» GIVEN EXERCISE 1
Rewrite only the entries starting with the line with "Pinpoint white painted" and going on through the line with "[[649, 321, 751, 462], [516, 207, 621, 448]]", with "white painted wall" changed to "whitewashed wall" and everything else left as it is.

Let’s run this one into the ground. What happens if you take away SS, food
stamps, and health benefits? A lot of
those people die – as they did before 1933.
In that case, they aren’t counted as part of total wealth and total
income. A reasonable figure might be a
50% difference, when these benefits are used, i.e., primarily after retirement
– remember, only 1 in 10 potential SS beneficiaries lived to retirement age in
1933. And yet, at that point, the
negative-net-worth folks were still apparently around 40-50%. And so, the maximum 25% reduction in the debt
of the negative-wealth non-wealthy is partially to wholly counterbalanced by a
10% increase in the retired negative-to-zero-net-worth percentage of the
population. We may also note that the
use of an overall actuarial value almost certainly ignores that the poor die
much younger than the wealthy.

» GIVEN EXERCISE 2
In the passage on Social Security and net worth, how many potential SS beneficiaries lived to retirement age in 1933?

(Entries on locating named things)
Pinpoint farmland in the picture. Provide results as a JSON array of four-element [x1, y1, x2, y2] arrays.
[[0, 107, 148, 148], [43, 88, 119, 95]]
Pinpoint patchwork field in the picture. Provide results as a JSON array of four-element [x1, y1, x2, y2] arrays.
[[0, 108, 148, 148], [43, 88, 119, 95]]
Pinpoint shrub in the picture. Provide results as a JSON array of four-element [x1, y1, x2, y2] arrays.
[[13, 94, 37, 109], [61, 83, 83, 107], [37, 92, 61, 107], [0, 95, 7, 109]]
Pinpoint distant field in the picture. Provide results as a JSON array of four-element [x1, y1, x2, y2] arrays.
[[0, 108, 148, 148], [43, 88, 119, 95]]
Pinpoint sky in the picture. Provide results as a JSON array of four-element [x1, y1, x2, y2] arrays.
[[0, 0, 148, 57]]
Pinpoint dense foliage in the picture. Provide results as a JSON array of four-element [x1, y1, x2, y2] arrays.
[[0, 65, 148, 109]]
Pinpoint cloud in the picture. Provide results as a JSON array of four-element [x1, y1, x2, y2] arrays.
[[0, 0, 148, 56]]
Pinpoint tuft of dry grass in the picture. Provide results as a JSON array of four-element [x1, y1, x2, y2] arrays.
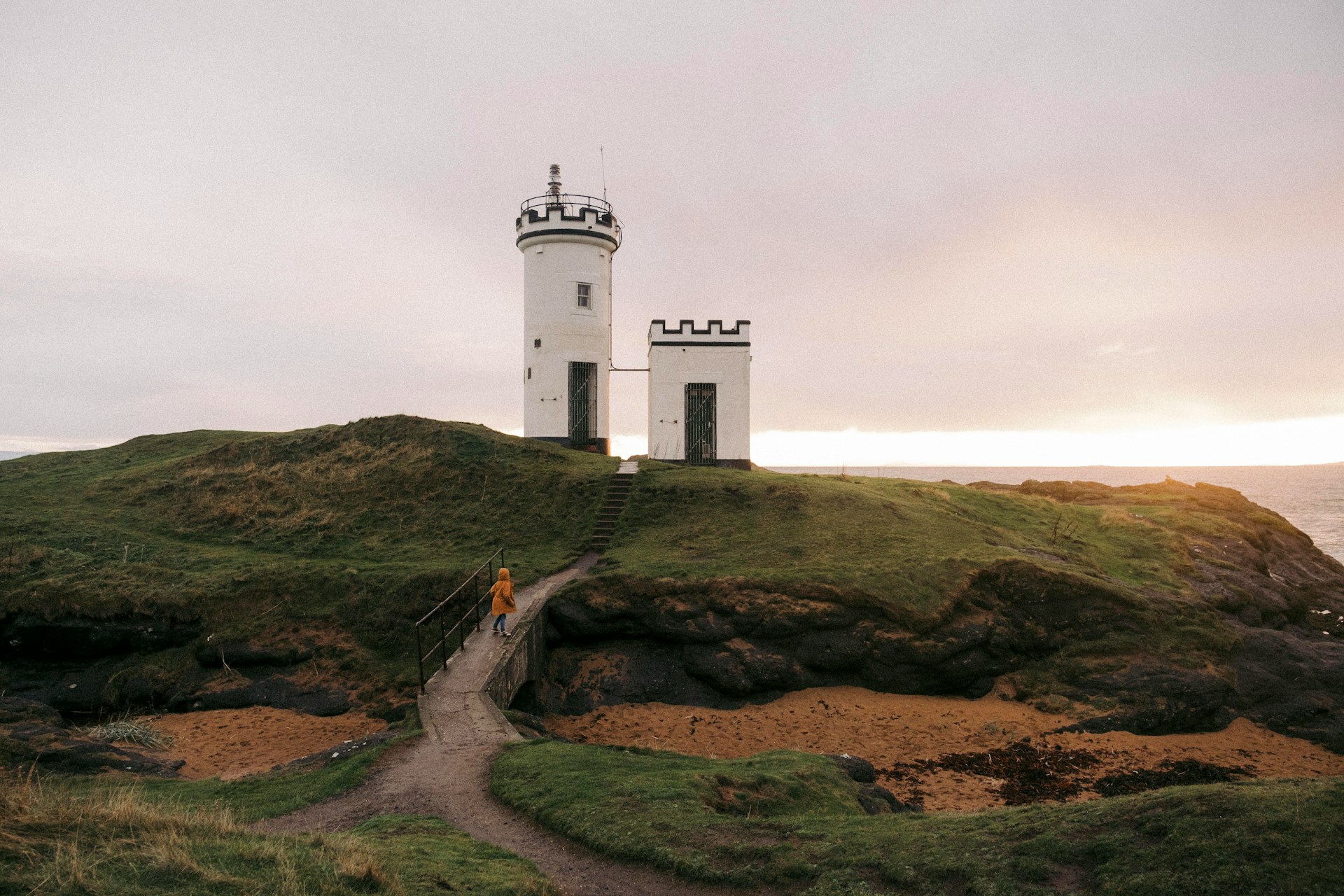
[[76, 710, 176, 750]]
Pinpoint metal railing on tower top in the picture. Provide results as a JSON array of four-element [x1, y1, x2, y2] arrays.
[[519, 193, 613, 215]]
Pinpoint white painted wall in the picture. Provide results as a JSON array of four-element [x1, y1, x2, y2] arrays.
[[649, 321, 751, 462], [516, 207, 621, 448]]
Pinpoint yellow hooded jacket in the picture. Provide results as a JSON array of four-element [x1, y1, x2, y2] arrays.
[[491, 567, 517, 615]]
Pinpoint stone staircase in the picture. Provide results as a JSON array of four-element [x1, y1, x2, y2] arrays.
[[589, 461, 640, 554]]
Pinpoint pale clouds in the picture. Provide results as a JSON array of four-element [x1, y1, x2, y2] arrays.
[[0, 1, 1344, 462]]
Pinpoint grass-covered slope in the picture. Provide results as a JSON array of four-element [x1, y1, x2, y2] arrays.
[[492, 740, 1344, 896], [0, 776, 556, 896], [0, 416, 615, 708], [609, 463, 1309, 612]]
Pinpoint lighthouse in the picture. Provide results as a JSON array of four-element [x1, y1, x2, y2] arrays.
[[513, 165, 621, 454]]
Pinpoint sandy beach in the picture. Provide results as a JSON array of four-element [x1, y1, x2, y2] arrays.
[[546, 688, 1344, 811], [148, 706, 387, 780]]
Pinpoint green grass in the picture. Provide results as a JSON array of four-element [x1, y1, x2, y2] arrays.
[[0, 778, 556, 896], [609, 463, 1252, 612], [492, 740, 1344, 896], [563, 462, 1284, 696], [0, 416, 617, 705]]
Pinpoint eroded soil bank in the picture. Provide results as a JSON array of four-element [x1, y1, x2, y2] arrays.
[[546, 687, 1344, 811], [146, 706, 387, 780]]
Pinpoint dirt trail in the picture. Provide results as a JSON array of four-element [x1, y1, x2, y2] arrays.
[[257, 554, 742, 896]]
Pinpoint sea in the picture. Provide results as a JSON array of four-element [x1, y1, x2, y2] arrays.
[[770, 463, 1344, 563]]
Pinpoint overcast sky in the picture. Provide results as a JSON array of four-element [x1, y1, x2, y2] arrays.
[[0, 0, 1344, 462]]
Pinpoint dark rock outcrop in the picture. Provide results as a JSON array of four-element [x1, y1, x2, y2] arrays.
[[538, 510, 1344, 752], [0, 612, 200, 662]]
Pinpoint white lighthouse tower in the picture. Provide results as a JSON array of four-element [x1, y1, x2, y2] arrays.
[[514, 165, 621, 454]]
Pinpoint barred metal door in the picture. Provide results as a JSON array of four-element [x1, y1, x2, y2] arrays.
[[570, 361, 596, 444], [685, 383, 718, 463]]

» WRITTEN REPLY 1
Pinpoint whitewashed wall in the picture. Provide results as a JSON array of four-element [x1, y1, x2, y2] arrays.
[[649, 321, 751, 462], [516, 207, 621, 448]]

» WRITTEN REPLY 2
Only 1 in 10.